== WHAT YOU ARE ASKED TO DO ==
Every line from the one with "Query: distant mountain range" to the end of the data needs to be copied exactly, and no line before it.

○ ○ ○ ○ ○

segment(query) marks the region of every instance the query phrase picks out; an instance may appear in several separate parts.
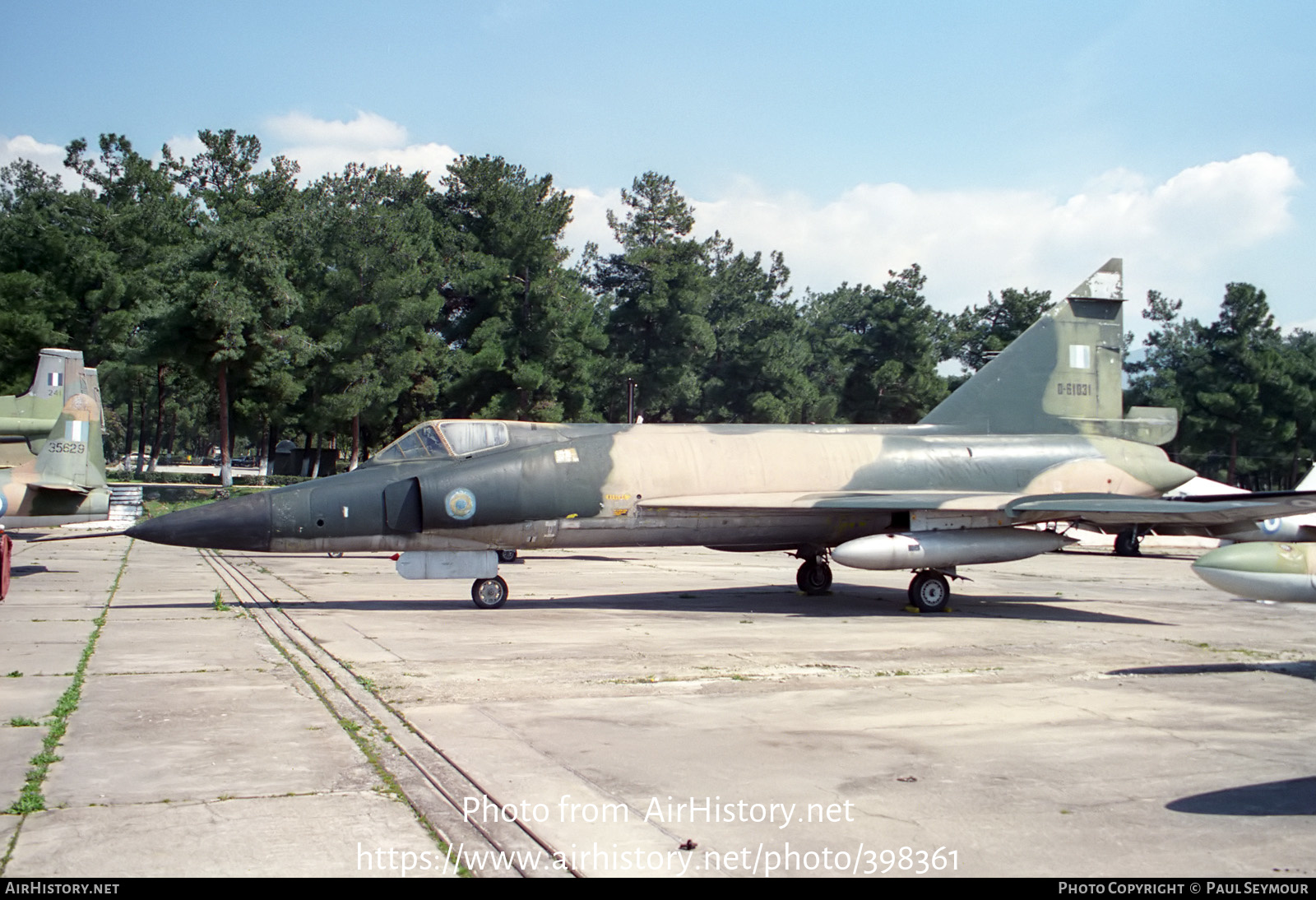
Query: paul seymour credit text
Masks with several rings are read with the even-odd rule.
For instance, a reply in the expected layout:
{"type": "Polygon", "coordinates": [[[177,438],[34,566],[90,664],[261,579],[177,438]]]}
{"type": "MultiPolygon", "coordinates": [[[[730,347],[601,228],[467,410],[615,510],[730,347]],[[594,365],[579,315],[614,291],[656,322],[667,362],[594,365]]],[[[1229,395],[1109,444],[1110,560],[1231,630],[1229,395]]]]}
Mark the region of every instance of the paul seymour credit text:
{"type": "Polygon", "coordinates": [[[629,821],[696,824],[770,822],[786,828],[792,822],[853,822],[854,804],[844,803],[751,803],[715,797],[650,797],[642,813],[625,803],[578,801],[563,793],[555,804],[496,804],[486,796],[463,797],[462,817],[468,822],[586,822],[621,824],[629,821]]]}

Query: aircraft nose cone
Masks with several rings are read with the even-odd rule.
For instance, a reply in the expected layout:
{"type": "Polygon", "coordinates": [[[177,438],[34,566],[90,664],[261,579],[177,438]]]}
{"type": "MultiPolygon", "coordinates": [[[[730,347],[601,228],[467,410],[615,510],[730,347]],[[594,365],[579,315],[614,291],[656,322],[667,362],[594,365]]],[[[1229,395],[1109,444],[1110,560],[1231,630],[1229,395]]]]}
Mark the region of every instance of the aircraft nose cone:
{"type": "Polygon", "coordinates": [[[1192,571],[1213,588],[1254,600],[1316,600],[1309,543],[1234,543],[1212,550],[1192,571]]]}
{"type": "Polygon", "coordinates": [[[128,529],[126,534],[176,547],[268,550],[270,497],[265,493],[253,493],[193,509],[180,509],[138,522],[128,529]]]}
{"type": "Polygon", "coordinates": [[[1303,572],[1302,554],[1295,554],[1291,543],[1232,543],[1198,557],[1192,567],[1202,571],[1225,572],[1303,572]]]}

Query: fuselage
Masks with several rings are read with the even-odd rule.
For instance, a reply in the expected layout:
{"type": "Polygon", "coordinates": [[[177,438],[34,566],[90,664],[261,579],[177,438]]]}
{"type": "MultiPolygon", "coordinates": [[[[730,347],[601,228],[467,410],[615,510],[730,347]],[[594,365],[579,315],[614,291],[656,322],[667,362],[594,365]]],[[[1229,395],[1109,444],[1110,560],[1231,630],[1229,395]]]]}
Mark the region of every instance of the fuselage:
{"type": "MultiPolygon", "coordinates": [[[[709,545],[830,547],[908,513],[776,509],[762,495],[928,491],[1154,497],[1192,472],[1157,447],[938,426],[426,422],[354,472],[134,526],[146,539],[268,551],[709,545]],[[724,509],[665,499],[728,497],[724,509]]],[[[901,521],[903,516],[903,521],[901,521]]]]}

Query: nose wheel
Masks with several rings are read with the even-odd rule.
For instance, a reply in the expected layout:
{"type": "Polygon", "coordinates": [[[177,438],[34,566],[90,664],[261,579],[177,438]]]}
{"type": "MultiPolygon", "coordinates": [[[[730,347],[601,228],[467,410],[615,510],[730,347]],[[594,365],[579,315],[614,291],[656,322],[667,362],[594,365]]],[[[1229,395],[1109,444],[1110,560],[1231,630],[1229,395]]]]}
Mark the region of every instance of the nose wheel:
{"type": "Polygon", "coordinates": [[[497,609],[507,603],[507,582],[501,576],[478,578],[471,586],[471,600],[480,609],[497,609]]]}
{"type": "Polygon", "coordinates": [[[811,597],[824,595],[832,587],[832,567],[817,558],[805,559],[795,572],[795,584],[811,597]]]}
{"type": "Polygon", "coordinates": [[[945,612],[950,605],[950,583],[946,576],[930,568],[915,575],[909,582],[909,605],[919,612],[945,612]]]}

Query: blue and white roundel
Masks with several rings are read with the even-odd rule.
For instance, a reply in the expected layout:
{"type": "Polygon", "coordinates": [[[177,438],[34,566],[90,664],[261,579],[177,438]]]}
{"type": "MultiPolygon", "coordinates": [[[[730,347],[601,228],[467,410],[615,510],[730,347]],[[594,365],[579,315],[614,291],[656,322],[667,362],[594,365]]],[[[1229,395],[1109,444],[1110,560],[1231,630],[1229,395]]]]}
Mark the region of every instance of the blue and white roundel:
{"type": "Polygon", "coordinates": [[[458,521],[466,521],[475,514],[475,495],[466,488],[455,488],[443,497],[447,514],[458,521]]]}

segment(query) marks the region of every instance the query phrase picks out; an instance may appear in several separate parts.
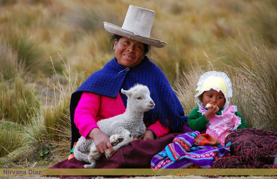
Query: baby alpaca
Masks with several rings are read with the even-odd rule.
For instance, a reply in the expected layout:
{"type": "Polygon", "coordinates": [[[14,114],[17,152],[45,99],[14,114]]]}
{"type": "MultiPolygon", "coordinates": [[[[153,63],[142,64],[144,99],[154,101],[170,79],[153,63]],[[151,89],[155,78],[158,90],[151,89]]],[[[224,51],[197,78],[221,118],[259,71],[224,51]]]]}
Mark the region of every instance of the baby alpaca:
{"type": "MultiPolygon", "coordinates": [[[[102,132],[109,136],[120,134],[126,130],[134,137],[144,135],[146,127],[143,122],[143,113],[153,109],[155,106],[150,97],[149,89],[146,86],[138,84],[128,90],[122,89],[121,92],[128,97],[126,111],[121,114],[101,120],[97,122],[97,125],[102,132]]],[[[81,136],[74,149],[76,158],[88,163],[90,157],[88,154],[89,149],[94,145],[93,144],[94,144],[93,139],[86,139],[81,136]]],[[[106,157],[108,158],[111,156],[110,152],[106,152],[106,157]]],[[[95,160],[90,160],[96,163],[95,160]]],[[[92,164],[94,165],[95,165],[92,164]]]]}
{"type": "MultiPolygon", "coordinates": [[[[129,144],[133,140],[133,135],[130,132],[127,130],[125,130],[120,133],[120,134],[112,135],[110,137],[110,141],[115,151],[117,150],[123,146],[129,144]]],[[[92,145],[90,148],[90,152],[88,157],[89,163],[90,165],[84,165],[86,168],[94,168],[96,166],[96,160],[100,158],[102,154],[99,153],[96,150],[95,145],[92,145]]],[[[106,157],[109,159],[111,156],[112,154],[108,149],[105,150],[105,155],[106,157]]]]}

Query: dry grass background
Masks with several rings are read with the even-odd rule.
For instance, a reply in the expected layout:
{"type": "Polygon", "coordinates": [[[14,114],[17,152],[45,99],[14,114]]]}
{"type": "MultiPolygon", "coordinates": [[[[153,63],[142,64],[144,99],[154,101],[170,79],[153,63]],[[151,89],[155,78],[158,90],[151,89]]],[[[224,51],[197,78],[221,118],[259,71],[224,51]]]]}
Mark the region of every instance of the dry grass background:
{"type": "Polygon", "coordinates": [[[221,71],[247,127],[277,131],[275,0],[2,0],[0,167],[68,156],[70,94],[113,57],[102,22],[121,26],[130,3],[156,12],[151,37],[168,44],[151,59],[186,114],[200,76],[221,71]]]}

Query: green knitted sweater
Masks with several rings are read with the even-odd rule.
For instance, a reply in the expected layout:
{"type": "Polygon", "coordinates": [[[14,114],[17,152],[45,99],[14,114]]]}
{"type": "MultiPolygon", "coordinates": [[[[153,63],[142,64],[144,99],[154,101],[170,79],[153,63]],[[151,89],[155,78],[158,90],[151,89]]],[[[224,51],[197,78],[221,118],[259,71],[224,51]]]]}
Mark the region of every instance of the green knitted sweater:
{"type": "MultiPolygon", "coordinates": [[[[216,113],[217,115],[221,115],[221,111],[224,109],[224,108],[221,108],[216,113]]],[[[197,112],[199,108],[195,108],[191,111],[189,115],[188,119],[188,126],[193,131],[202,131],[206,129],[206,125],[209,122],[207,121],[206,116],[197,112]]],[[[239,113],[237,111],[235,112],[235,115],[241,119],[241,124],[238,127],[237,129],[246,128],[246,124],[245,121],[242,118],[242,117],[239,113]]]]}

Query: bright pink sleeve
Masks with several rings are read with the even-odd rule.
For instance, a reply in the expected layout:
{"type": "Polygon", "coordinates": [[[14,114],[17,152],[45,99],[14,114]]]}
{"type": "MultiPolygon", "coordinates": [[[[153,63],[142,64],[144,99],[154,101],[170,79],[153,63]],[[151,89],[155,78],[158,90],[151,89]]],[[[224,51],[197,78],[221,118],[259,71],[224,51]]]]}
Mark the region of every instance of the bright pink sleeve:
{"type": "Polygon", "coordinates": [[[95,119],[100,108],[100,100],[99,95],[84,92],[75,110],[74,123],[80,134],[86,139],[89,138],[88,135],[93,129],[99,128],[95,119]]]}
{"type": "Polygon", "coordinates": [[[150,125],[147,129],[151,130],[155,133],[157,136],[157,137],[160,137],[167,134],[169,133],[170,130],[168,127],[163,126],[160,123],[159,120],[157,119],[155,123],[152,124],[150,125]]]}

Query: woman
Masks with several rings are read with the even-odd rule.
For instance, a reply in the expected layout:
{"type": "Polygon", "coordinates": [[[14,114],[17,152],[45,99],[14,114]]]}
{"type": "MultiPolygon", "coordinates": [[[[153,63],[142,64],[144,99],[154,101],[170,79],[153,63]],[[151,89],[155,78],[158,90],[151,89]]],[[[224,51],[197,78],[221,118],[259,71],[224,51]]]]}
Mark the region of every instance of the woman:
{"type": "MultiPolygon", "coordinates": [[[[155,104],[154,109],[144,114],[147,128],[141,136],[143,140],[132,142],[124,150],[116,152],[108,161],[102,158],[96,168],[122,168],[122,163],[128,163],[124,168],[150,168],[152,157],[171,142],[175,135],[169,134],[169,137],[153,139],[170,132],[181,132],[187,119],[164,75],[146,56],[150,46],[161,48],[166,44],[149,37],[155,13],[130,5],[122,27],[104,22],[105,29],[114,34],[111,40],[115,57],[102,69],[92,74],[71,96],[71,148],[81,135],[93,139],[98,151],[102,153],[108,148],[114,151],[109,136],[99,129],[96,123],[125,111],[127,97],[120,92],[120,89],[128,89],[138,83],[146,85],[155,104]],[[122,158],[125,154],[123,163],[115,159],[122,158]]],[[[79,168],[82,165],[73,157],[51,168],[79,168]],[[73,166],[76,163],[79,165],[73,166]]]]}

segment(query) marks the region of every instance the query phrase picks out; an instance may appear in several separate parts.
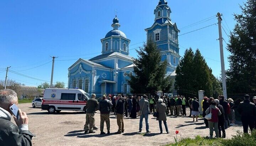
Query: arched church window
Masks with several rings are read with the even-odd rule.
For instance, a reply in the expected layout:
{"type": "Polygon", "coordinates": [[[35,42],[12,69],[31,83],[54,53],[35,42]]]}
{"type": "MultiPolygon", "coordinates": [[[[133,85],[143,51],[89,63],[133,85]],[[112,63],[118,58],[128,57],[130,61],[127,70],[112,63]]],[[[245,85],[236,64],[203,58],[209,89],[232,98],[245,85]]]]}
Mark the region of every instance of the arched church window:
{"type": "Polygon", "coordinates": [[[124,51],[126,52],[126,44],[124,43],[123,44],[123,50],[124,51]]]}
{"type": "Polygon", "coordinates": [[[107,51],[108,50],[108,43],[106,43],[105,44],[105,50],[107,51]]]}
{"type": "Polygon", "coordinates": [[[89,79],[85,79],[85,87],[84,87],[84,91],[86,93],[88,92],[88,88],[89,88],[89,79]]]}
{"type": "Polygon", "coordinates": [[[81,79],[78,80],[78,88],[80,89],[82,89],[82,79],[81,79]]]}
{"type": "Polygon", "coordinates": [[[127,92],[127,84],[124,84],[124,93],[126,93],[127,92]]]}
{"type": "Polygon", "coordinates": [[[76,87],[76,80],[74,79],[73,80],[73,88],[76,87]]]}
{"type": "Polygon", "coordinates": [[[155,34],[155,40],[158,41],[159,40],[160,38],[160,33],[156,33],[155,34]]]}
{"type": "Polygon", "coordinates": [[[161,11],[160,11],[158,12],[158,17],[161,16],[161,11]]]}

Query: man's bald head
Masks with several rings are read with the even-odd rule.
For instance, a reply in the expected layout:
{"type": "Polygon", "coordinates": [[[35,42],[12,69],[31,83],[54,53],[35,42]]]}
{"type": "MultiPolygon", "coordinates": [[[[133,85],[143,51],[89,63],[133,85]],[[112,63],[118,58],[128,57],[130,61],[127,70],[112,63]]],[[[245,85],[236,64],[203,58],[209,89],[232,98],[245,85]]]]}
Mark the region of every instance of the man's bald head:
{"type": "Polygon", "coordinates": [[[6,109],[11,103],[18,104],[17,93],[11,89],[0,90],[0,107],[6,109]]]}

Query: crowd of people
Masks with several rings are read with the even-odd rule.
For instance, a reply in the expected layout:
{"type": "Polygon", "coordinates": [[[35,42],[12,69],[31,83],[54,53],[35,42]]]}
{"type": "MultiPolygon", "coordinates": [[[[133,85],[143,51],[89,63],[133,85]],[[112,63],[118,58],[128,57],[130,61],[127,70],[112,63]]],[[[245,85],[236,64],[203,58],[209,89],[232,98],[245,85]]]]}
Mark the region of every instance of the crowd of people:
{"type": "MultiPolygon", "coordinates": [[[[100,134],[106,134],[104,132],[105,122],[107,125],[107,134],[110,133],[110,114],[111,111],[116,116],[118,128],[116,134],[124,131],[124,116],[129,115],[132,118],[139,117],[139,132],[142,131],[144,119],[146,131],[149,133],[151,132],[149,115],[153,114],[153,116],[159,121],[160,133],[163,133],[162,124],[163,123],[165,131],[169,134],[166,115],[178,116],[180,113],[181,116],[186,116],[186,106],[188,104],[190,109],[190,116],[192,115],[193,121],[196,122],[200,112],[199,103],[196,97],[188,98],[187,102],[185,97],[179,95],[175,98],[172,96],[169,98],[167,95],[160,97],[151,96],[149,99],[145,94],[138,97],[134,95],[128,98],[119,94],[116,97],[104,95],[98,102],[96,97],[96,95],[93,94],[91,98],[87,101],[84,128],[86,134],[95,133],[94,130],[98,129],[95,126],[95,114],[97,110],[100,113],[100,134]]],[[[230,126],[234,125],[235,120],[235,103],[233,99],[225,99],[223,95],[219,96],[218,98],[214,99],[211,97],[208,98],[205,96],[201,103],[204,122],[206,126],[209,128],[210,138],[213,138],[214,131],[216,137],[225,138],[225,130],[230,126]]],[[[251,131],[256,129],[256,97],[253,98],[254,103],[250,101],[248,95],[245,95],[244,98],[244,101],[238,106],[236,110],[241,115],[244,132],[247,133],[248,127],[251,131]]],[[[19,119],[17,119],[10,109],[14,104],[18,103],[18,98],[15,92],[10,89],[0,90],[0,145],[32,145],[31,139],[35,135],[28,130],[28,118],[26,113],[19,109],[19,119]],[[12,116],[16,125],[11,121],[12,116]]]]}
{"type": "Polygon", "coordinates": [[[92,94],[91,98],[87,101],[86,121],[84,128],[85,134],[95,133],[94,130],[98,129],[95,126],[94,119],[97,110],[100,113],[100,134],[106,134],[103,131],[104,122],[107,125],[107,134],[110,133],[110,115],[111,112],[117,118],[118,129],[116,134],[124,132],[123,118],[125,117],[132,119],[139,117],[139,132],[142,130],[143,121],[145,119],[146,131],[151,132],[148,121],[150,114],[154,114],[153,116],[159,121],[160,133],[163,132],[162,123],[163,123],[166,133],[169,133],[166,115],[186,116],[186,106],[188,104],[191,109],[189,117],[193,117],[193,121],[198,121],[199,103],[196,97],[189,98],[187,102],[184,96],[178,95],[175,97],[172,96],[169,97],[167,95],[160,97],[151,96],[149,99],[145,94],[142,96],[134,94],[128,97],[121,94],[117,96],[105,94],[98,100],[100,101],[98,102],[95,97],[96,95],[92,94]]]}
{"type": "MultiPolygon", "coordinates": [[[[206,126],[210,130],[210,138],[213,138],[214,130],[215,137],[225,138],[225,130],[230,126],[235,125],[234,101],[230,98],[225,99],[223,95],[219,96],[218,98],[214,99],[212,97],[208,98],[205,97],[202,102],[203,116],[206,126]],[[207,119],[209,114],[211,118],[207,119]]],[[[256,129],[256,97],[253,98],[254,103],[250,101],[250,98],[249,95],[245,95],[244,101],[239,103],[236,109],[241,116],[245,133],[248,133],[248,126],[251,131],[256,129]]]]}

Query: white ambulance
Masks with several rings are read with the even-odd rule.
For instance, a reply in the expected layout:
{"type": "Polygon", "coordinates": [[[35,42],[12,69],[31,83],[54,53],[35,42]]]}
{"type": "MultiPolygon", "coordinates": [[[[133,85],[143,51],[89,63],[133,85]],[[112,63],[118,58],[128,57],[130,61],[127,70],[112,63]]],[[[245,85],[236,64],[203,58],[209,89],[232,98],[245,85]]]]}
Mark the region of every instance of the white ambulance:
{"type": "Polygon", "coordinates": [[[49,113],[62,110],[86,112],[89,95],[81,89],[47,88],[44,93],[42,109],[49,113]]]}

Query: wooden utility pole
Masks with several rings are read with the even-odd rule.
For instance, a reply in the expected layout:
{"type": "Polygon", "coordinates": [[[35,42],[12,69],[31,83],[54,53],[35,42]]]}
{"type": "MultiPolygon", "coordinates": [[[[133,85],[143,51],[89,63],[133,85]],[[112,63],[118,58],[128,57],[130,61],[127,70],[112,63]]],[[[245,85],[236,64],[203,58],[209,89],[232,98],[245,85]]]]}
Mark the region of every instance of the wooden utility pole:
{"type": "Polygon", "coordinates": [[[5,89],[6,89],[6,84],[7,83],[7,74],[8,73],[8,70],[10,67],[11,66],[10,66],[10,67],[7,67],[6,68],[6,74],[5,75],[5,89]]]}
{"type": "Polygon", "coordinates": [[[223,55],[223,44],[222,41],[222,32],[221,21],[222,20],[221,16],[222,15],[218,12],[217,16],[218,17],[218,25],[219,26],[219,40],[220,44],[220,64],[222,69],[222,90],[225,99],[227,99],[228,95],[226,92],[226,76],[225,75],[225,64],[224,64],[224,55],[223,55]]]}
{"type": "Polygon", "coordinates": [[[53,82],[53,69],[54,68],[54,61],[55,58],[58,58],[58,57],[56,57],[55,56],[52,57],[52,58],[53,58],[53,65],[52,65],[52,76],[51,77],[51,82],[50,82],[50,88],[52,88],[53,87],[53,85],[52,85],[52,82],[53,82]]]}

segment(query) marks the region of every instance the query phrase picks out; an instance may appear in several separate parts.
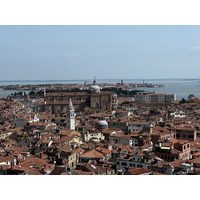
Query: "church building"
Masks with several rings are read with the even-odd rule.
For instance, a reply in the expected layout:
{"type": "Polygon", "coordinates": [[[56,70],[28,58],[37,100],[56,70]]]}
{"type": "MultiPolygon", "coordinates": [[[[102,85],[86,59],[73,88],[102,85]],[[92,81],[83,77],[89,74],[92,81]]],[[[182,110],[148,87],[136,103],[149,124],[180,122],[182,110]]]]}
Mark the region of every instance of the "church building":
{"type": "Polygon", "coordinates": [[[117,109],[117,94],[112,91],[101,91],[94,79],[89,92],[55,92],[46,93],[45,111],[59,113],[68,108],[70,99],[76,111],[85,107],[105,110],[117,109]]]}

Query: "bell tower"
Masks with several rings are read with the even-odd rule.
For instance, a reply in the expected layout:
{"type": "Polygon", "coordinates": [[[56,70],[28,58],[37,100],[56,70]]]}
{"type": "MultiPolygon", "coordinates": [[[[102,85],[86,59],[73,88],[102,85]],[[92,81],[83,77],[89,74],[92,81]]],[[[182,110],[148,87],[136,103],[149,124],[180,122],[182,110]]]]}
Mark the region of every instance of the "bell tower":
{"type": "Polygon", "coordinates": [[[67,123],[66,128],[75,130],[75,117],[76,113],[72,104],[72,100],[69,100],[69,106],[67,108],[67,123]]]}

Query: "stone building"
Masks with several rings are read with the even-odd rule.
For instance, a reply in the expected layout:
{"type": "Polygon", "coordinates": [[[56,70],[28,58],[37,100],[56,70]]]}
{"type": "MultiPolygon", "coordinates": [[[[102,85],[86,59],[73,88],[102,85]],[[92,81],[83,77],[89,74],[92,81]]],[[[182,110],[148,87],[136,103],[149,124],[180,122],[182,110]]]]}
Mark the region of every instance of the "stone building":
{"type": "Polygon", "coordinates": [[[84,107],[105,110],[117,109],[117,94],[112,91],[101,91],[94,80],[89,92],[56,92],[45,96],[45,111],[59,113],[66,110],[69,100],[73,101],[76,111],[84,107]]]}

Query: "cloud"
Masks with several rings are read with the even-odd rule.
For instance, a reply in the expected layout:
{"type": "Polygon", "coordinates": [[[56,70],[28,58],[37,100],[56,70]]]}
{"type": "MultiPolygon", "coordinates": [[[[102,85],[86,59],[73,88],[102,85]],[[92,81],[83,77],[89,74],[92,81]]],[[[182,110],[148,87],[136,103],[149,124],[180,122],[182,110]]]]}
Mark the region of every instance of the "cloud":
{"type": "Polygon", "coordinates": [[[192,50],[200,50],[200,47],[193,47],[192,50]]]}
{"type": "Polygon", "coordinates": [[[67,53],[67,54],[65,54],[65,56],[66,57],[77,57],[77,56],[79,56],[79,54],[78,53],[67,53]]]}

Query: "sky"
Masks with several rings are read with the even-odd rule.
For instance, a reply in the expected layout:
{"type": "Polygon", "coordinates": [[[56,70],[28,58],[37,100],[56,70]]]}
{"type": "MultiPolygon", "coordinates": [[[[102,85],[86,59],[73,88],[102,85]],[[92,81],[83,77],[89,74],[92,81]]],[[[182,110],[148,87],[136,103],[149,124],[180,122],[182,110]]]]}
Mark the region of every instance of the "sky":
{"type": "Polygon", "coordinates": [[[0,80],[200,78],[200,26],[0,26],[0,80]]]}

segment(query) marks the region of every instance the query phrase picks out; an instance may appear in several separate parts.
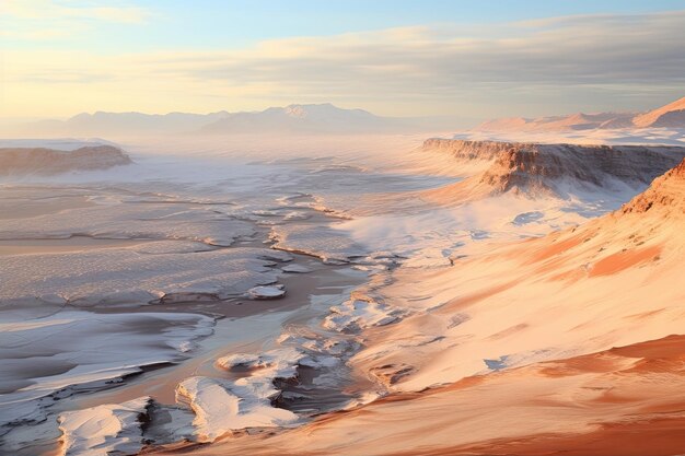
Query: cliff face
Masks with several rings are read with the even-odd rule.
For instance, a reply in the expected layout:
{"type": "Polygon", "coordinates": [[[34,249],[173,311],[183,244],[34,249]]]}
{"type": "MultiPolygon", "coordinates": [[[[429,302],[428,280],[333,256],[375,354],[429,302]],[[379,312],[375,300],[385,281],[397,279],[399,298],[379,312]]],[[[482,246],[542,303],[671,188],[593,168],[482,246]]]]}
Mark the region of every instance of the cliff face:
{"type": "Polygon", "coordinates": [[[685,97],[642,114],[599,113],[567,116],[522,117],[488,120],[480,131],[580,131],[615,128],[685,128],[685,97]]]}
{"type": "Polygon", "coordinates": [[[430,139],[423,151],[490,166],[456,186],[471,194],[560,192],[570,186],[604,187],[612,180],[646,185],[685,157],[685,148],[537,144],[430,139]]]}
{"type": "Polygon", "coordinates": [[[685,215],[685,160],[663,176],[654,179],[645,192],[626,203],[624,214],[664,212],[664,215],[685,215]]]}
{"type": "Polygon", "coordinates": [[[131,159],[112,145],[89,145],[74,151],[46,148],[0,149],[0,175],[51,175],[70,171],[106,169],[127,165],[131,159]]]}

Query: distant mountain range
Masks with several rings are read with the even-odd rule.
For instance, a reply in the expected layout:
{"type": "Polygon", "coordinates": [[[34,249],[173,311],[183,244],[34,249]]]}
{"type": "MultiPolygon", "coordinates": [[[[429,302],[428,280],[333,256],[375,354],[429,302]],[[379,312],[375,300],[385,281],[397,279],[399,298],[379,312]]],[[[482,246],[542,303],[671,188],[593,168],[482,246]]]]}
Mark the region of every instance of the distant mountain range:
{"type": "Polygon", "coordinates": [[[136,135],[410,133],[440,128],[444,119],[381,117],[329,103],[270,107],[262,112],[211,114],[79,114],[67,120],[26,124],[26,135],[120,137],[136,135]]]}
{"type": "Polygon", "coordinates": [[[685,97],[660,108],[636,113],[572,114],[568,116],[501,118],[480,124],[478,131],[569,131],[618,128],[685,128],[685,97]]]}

○ ○ ○ ○ ○

== EXERCISE SOLUTION ==
Query: distant mountain range
Masks with several rings are read with the even-odd rule.
For instance, a reply in the expected layout:
{"type": "Polygon", "coordinates": [[[34,249],[173,311],[183,244],[34,249]]]}
{"type": "MultiPolygon", "coordinates": [[[[429,302],[428,280],[333,256],[375,354],[429,302]],[[379,312],[375,300],[385,281],[397,279],[399,298],[379,312]]],[[[482,246],[542,303],[671,188],[593,168],[482,246]]]]}
Mark the region of every instance of the distant mountain range:
{"type": "Polygon", "coordinates": [[[136,135],[410,133],[440,128],[444,119],[381,117],[329,103],[270,107],[262,112],[211,114],[79,114],[67,120],[26,124],[26,135],[120,137],[136,135]]]}
{"type": "Polygon", "coordinates": [[[685,97],[660,108],[636,113],[572,114],[568,116],[501,118],[480,124],[478,131],[569,131],[618,128],[685,128],[685,97]]]}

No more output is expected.